## Records for processing

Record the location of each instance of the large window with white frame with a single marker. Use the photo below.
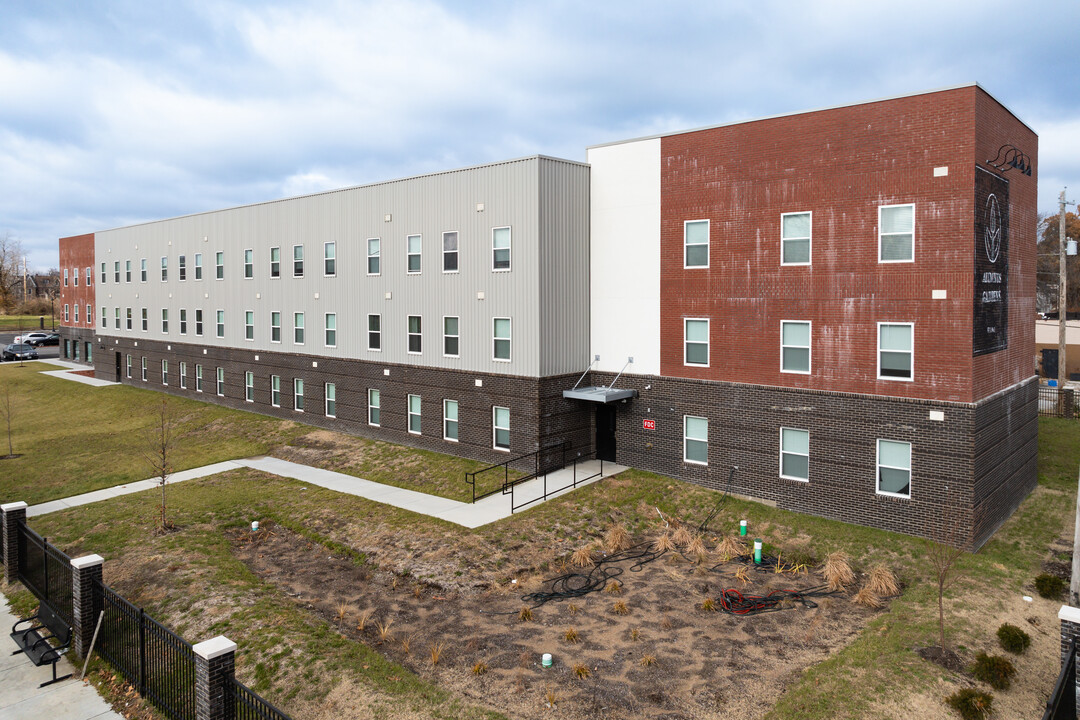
(696, 341)
(896, 233)
(500, 429)
(329, 259)
(375, 331)
(696, 244)
(331, 399)
(794, 453)
(450, 420)
(374, 407)
(795, 347)
(449, 252)
(500, 339)
(696, 439)
(414, 252)
(894, 469)
(331, 330)
(500, 248)
(895, 351)
(414, 415)
(374, 250)
(450, 337)
(415, 335)
(795, 238)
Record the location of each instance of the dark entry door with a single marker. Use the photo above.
(605, 432)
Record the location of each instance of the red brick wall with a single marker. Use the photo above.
(77, 254)
(841, 164)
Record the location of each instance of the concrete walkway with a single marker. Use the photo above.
(488, 510)
(21, 698)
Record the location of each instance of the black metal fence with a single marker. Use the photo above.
(1063, 702)
(45, 571)
(251, 706)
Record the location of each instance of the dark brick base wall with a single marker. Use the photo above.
(954, 488)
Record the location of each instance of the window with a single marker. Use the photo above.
(896, 233)
(794, 453)
(297, 260)
(500, 429)
(450, 337)
(894, 469)
(329, 258)
(331, 330)
(413, 255)
(449, 252)
(500, 339)
(894, 351)
(373, 407)
(374, 333)
(374, 248)
(795, 238)
(298, 394)
(414, 415)
(298, 328)
(795, 347)
(696, 439)
(415, 344)
(696, 334)
(696, 244)
(331, 399)
(450, 420)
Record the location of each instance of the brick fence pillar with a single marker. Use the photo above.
(13, 514)
(215, 664)
(84, 571)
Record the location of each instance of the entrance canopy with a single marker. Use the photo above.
(599, 394)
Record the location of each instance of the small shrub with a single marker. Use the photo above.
(971, 704)
(1013, 639)
(1050, 586)
(994, 670)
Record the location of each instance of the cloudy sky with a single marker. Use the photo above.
(113, 112)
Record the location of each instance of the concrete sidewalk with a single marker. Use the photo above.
(470, 515)
(21, 698)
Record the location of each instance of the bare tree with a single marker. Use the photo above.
(158, 450)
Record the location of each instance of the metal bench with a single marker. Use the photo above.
(46, 638)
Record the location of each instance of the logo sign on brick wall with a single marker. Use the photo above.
(989, 330)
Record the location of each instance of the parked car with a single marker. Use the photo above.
(19, 352)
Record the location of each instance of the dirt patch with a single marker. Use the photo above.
(664, 657)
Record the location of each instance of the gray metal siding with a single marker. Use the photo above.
(511, 193)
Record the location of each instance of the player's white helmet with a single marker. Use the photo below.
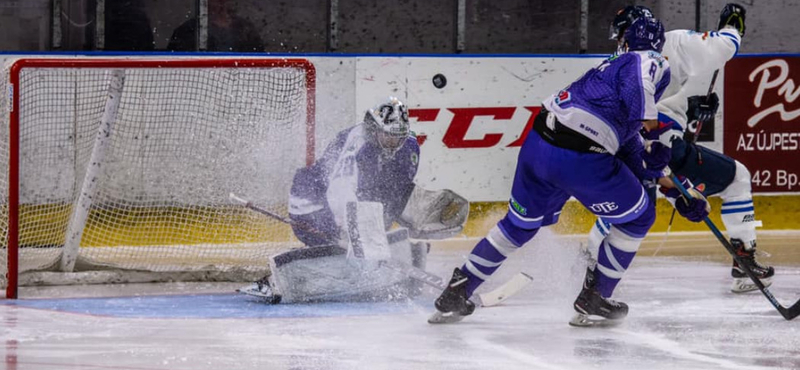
(389, 123)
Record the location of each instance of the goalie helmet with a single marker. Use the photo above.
(644, 34)
(625, 18)
(389, 124)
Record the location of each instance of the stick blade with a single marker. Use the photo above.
(791, 312)
(506, 290)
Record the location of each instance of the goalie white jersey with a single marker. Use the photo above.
(354, 168)
(691, 54)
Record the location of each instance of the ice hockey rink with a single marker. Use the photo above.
(681, 317)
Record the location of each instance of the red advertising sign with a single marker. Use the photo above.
(762, 120)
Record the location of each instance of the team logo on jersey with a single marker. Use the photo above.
(604, 207)
(563, 97)
(518, 208)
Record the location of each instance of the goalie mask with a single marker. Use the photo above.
(625, 18)
(389, 124)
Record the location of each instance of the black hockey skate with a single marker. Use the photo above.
(741, 282)
(594, 310)
(261, 289)
(453, 305)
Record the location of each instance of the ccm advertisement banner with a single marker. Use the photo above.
(762, 120)
(471, 115)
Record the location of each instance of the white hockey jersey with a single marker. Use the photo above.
(693, 54)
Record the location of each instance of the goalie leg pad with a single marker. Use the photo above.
(435, 214)
(324, 273)
(487, 256)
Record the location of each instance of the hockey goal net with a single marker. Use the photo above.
(119, 170)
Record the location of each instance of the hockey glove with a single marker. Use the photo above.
(702, 108)
(732, 15)
(695, 209)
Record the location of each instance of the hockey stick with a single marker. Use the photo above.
(488, 299)
(787, 313)
(694, 140)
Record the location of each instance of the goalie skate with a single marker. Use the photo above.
(262, 290)
(453, 305)
(594, 310)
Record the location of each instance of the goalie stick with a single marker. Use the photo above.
(488, 299)
(787, 313)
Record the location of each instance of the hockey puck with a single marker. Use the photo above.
(439, 81)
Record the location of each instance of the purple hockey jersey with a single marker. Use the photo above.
(608, 103)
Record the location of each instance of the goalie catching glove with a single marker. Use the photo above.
(436, 214)
(695, 209)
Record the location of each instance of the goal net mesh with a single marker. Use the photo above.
(182, 139)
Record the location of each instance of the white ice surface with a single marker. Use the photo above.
(681, 317)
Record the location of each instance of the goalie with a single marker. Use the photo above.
(342, 206)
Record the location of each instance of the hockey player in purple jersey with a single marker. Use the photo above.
(692, 55)
(363, 183)
(586, 144)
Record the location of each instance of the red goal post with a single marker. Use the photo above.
(141, 172)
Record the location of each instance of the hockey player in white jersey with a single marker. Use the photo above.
(692, 54)
(360, 187)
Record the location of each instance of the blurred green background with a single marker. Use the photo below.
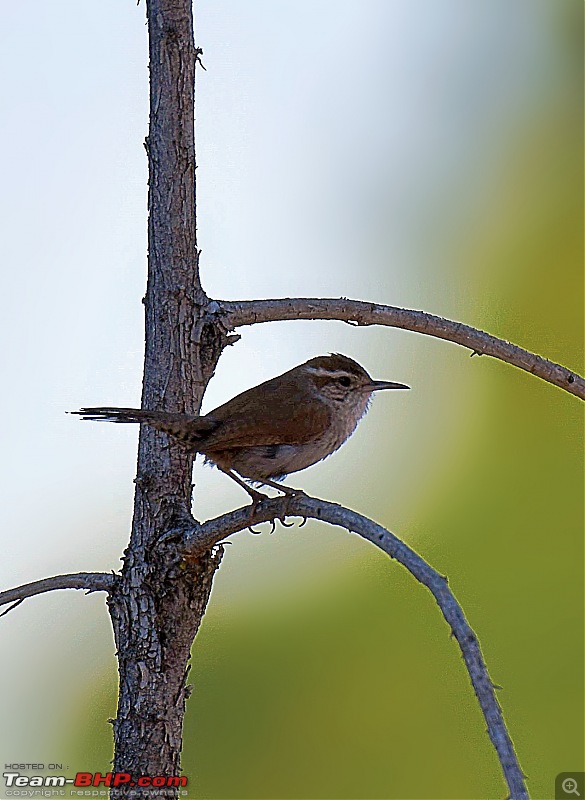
(322, 669)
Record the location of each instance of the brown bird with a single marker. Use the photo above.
(280, 426)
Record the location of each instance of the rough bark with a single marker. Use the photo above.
(157, 606)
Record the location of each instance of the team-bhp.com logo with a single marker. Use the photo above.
(16, 781)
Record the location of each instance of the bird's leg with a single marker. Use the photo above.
(257, 497)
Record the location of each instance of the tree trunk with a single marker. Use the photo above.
(158, 606)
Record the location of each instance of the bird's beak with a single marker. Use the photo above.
(375, 385)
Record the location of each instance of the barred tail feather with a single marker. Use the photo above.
(189, 429)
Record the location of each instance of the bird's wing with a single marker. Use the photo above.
(282, 415)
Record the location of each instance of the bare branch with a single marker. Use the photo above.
(357, 312)
(90, 581)
(197, 540)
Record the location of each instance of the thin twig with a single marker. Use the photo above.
(249, 312)
(90, 581)
(197, 540)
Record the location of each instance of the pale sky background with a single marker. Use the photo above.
(340, 146)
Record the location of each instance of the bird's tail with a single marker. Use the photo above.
(189, 429)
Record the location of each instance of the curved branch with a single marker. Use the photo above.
(195, 541)
(91, 581)
(249, 312)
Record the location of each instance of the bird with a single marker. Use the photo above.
(281, 426)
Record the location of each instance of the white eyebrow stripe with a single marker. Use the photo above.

## Activity
Nothing but the pictures may be dropped; output the records above exactly.

## Exercise answer
Record the location of each instance of the large window with white frame with a single marker. Use the photo below.
(696, 341)
(896, 233)
(500, 429)
(329, 259)
(375, 331)
(696, 244)
(331, 399)
(794, 453)
(450, 420)
(374, 407)
(795, 347)
(449, 252)
(500, 339)
(696, 439)
(414, 252)
(894, 469)
(331, 330)
(500, 248)
(895, 351)
(414, 415)
(374, 250)
(450, 337)
(415, 335)
(795, 238)
Record the location of each instance of the dark entry door with a single marker. Use the photo above.
(605, 432)
Record the location of each instance of the red brick wall with a single marker. Use the photo above.
(77, 254)
(841, 164)
Record the location of each instance of the concrete walkway with a single marker. Use the photo above.
(488, 510)
(21, 698)
Record the location of each instance of the black metal fence with a single marker. Use the photo above.
(1063, 702)
(45, 571)
(251, 706)
Record the location of each instance of the dark brick base wall with a single marker. Use the photo above.
(954, 488)
Record the location of each instance of the window with a single marker. Use the photo above.
(896, 233)
(794, 453)
(297, 260)
(500, 429)
(450, 337)
(894, 469)
(329, 258)
(331, 330)
(413, 255)
(449, 252)
(500, 339)
(894, 351)
(373, 407)
(374, 333)
(374, 248)
(795, 238)
(298, 394)
(414, 415)
(298, 328)
(795, 347)
(696, 439)
(415, 344)
(696, 334)
(696, 244)
(331, 399)
(450, 420)
Record the location of each instance of the brick fence pillar with a single marker. Use the photo above.
(13, 514)
(215, 664)
(84, 571)
Record the location of each instance of the entrance canopy with a single marker. Use the photo above.
(599, 394)
Record the location of each instance of the small shrub with a single marker. Use the photo above.
(971, 704)
(1013, 639)
(1050, 586)
(994, 670)
Record the location of each instance of the cloudy sky with a single marker. Use the photo above.
(113, 112)
Record the location of each instance of the concrete sidewalk with a single marker. Use the photo above.
(470, 515)
(21, 698)
Record the location of each instance of the bare tree with a single marker. Use the photo above.
(158, 450)
Record the location of each instance of the metal bench with a single marker. Use the photo above.
(46, 638)
Record the location of each instance of the logo sign on brick wall with a single marker. Use the photo above.
(989, 330)
Record the location of each instance of the parked car with a single marker. Use the photo above.
(19, 352)
Record the location of each instance of the dirt patch with a single marker. Use the photo above.
(664, 657)
Record the location of each instance of the gray metal siding with a single marker. Use the photo above.
(511, 193)
Record the location of each instance of the player's white helmet with a single marker. Use the photo below.
(389, 123)
Record the location of each instance of the goalie helmet with a single marker. Use the photo above.
(644, 34)
(625, 18)
(389, 124)
Record the location of each instance of the stick blade with a single marker. Use the photo above.
(791, 312)
(506, 290)
Record the location of each instance of the goalie white jersey with a single marker. Use the photo above.
(354, 168)
(691, 54)
Record the location of each instance of the ice hockey rink with a single marker. Use the photo above.
(681, 317)
Record the location of each instance of the red advertising sign with a single marker. Use the photo above.
(762, 120)
Record the location of each instance of the team logo on jersey with a single marker. Use the photo above.
(604, 207)
(563, 97)
(518, 208)
Record the location of each instance of the goalie mask with a single marker. Use the photo above.
(625, 18)
(389, 124)
Record the location of each instance of the black hockey skate with a single marker. Use the photo above.
(741, 282)
(594, 310)
(261, 289)
(453, 305)
Record the location of each instance of the ccm advertisement banner with a single marker. Use the photo above.
(762, 120)
(471, 115)
Record the location of each instance of the white hockey jersey with a single marker. Use the photo above.
(693, 54)
Record the location of each instance of the goalie leg pad with a single marker. Use the photo above.
(435, 214)
(324, 273)
(487, 256)
Record the location of each instance of the hockey goal net with a single marker. Use the photo above.
(119, 170)
Record the location of each instance of the hockey glove with a single marker. Use the photo above.
(702, 108)
(732, 15)
(695, 209)
Record the location of each instance of the hockey stick with a single marker. Use the photo above.
(488, 299)
(787, 313)
(694, 140)
Record the location of each instance of the goalie skate with a single marker. Use the photo above.
(262, 290)
(453, 305)
(594, 310)
Record the location of each instance of the goalie stick with a single marker. Use the photo above.
(488, 299)
(787, 313)
Record the location of each instance of the hockey puck with a single marker. Use the photo above.
(439, 81)
Record the location of each instance of the purple hockey jersey with a single marker. Use the photo above.
(608, 103)
Record the location of each instance of the goalie catching glove with a single marker. Use the photo above.
(436, 214)
(695, 209)
Record the location of each instance of the goal net mesh with a single marker. Use the photo above.
(182, 139)
Record the location of each instance of the white ice surface with a single marker. Use the photo above.
(681, 317)
Record the location of each instance of the goalie with a single marker. Use the photo above.
(342, 206)
Record the location of each instance of the hockey player in purple jersey with a single marker. Use the photo above.
(692, 55)
(363, 183)
(586, 144)
Record the location of each instance of the red goal post with a single marker. Use the photo above.
(141, 172)
Record the location of each instance of the hockey player in white jersey with a single marker. Use the photo above.
(692, 54)
(360, 187)
Record the location of each instance of the blurred green background with a single marker. Use the photo below.
(322, 669)
Record the location of each instance of the brown bird with a single marker. Use the photo above.
(280, 426)
Record the location of each instance of the rough bark with a single marker. Use the photo above.
(157, 606)
Record the location of each instance of the team-bhp.com logo with a single marker. Use the photo above.
(16, 781)
Record the location of each instance of the bird's leg with a single marker. Use the photo above.
(257, 497)
Record the location of each instance of the tree trunk with a single marker. Use the photo above.
(158, 606)
Record the location of each instance of the bird's beak with a single marker. Use the photo above.
(375, 385)
Record the location of each instance of the barred tail feather with a single marker. Use the photo above.
(189, 429)
Record the location of each instance of the bird's wing with a single marker. Use the photo above.
(282, 415)
Record the location of each instance of the bare branch with a single marker. Use the photo above.
(357, 312)
(90, 581)
(197, 540)
Record the location of each instance of the thin twig with a single marker. Use the photo above.
(249, 312)
(90, 581)
(197, 540)
Record the location of each instance of the pale sky background with a single marker. Use the photo above.
(340, 146)
Record the location of each instance of the bird's tail with a single marker. Use the photo above.
(189, 429)
Record the location of each instance of the curved branch with a single marker. Use the photo above.
(195, 541)
(91, 581)
(249, 312)
Record the location of each instance of the bird with a single marker. Use the photo above.
(281, 426)
Record the location of each instance of the white eyebrow stripe with a single marker. Use the photo above.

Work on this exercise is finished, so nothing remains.